Return the listing verbatim, starting at its first line and ending at the line that contains "[(190, 571)]", with both of those lines included.

::::

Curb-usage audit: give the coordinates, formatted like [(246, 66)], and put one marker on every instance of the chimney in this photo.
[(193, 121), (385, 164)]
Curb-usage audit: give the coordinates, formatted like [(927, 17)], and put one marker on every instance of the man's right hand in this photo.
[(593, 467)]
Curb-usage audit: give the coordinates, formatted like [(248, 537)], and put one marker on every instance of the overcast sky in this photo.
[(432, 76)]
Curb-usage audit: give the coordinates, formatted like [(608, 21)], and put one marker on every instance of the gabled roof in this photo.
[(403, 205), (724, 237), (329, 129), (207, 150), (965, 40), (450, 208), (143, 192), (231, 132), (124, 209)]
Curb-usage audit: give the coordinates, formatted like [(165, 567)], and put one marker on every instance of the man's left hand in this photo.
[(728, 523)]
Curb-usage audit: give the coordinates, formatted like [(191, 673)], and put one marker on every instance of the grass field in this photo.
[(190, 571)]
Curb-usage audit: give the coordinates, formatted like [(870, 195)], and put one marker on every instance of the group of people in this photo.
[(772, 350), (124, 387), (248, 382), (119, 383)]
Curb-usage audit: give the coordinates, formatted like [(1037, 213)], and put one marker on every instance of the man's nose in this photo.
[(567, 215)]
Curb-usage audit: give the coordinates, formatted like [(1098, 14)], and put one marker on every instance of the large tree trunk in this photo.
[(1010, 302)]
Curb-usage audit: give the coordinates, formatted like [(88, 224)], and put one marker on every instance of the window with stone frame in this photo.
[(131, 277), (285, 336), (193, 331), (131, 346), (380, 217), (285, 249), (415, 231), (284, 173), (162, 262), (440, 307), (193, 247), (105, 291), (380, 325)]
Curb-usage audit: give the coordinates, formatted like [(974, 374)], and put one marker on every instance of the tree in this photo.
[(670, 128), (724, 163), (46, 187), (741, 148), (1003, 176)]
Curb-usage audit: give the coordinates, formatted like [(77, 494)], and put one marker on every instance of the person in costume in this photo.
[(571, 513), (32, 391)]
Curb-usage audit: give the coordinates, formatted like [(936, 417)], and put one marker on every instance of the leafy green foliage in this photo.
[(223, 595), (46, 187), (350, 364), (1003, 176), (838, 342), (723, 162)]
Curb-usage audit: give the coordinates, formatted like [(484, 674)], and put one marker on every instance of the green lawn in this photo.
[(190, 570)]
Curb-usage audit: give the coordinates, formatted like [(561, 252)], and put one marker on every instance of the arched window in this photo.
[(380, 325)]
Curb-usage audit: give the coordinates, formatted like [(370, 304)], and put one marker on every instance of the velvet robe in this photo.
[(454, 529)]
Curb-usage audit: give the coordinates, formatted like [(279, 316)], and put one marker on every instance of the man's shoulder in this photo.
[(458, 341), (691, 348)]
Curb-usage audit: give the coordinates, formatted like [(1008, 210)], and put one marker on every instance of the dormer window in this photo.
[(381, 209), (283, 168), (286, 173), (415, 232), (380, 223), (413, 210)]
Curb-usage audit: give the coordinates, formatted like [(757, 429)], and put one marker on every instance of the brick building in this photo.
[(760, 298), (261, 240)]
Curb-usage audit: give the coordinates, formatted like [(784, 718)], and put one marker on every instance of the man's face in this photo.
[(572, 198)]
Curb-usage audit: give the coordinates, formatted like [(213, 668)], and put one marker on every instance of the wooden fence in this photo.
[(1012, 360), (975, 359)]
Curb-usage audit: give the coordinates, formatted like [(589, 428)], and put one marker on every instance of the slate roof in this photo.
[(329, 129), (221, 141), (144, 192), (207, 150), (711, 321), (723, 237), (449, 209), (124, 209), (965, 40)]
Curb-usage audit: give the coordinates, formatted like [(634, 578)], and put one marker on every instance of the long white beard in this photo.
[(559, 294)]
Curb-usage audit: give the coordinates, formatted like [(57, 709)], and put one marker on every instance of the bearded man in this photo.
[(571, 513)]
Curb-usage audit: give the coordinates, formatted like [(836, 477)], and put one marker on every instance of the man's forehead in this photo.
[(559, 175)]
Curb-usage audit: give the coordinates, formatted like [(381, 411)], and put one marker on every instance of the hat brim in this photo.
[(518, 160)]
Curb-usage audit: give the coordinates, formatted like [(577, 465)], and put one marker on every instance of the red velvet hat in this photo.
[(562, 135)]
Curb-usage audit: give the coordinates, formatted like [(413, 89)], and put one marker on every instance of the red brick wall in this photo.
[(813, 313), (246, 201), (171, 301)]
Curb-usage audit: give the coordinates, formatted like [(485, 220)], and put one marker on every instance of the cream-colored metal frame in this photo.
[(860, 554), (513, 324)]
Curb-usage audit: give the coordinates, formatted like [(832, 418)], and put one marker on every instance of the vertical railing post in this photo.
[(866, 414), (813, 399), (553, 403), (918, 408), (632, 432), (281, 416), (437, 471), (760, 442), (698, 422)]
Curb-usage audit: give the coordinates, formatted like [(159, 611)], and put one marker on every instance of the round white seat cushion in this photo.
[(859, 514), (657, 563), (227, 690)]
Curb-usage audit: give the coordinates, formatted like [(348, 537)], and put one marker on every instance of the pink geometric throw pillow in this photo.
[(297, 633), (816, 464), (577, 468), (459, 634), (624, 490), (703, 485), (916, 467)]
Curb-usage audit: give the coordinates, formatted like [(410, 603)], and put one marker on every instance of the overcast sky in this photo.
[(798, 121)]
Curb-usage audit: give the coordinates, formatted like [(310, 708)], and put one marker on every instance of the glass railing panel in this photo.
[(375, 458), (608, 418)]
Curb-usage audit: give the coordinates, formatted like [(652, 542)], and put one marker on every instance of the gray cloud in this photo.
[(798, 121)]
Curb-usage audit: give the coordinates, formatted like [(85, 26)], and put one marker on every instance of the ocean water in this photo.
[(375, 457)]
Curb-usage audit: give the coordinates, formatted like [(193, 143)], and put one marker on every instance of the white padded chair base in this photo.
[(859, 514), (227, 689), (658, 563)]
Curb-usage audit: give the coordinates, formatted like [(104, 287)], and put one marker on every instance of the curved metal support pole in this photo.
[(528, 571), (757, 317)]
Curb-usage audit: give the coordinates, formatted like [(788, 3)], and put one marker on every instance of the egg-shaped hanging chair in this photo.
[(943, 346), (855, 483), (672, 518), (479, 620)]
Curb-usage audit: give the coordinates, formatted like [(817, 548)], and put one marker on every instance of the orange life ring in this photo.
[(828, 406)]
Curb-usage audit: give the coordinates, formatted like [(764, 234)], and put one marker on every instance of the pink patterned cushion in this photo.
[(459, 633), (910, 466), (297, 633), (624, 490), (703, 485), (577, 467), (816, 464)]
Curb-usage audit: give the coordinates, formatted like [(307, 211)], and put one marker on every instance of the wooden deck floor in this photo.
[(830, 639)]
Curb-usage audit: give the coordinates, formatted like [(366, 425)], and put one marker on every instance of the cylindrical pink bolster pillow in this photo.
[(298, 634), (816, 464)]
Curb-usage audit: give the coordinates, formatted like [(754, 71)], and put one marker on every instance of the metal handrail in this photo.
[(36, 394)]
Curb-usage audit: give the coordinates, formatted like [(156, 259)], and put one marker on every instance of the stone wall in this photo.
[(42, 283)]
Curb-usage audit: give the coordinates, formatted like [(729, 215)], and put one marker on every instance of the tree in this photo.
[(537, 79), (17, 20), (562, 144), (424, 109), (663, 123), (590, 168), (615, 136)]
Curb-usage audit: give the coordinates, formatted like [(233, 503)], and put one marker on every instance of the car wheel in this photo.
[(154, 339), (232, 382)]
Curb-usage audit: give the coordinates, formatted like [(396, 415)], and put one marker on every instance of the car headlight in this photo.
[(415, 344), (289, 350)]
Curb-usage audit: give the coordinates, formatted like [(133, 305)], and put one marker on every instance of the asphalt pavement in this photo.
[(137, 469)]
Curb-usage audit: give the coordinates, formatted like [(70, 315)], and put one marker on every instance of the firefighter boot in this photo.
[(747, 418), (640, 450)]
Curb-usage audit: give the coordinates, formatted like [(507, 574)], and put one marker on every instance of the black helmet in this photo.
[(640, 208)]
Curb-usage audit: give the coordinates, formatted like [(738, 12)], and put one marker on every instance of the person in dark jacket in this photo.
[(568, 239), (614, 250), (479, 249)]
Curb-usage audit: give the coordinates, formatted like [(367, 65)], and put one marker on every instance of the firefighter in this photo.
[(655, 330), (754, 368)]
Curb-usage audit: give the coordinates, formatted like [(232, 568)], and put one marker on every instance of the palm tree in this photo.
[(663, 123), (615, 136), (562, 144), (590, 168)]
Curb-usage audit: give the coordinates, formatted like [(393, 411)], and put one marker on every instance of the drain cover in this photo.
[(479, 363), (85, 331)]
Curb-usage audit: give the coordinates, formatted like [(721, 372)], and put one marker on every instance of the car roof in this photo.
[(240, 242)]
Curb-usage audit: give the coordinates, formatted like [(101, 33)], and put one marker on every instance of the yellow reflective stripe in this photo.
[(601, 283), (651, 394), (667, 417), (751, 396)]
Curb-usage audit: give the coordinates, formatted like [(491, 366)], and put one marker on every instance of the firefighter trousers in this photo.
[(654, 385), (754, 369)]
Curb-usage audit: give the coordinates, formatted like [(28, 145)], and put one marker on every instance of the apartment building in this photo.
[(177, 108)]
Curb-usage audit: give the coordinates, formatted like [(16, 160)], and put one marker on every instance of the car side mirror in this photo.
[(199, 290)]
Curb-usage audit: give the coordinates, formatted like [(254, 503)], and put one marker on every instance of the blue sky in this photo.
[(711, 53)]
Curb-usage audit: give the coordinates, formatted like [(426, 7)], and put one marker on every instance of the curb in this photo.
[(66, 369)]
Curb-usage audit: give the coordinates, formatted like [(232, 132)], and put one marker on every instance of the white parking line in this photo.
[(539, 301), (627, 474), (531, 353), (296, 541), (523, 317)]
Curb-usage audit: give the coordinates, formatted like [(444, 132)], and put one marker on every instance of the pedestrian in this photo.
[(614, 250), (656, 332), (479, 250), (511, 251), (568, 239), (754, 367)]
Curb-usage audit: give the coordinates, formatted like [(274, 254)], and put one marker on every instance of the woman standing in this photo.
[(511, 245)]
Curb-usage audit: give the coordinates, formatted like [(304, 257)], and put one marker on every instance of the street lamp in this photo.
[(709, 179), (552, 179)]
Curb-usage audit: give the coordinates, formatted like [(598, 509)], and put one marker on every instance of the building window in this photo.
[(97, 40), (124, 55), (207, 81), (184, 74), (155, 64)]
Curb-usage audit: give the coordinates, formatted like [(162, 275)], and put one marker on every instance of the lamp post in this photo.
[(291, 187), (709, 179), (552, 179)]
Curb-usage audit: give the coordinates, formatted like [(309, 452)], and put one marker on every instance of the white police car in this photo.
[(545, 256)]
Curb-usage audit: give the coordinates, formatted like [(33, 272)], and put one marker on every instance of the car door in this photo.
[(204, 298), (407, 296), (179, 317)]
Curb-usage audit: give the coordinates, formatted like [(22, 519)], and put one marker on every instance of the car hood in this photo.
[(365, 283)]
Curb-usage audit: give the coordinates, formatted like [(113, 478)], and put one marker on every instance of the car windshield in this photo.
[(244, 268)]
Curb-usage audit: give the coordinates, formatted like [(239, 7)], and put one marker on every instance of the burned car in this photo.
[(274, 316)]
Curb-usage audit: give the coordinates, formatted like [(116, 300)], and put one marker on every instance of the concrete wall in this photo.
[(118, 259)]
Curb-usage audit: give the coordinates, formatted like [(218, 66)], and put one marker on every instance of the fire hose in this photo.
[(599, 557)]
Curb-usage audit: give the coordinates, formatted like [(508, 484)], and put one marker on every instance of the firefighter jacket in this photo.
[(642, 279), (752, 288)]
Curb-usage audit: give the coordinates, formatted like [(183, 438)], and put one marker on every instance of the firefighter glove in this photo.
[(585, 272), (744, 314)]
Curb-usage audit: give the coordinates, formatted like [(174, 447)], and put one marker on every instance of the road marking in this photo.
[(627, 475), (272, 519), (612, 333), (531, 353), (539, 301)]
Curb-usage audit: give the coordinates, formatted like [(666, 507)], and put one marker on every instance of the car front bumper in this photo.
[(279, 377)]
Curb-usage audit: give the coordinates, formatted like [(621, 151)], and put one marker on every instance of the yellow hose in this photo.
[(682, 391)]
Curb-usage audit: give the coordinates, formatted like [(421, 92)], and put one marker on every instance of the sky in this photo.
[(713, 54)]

::::

Reply:
Curb-usage audit: give the coordinates, formatted like [(246, 66)], and put one marker on every instance of the chimney in this photo.
[(193, 121), (385, 164)]
Curb-usage audit: give the coordinates, formatted like [(927, 17)], and put one marker on every instance of the man's right hand in this photo.
[(593, 467)]
Curb-usage audit: give the coordinates, formatted like [(248, 537)], and put one marker on every instance of the overcast sky in this photo.
[(432, 76)]
Curb-usage audit: give the coordinates, formatted like [(608, 21)], and put one marker on every instance of the gabled roof in this photo.
[(403, 205), (724, 237), (329, 129), (207, 150), (965, 40), (450, 208), (143, 192), (231, 132), (124, 209)]
Curb-usage audit: give the coordinates, formatted like [(165, 567)], and put one marker on every instance of the man's left hand in this photo.
[(728, 523)]
Curb-usage audit: give the coordinates, formatted like [(191, 673)], and put one marker on every instance of the grass field in this photo.
[(190, 571)]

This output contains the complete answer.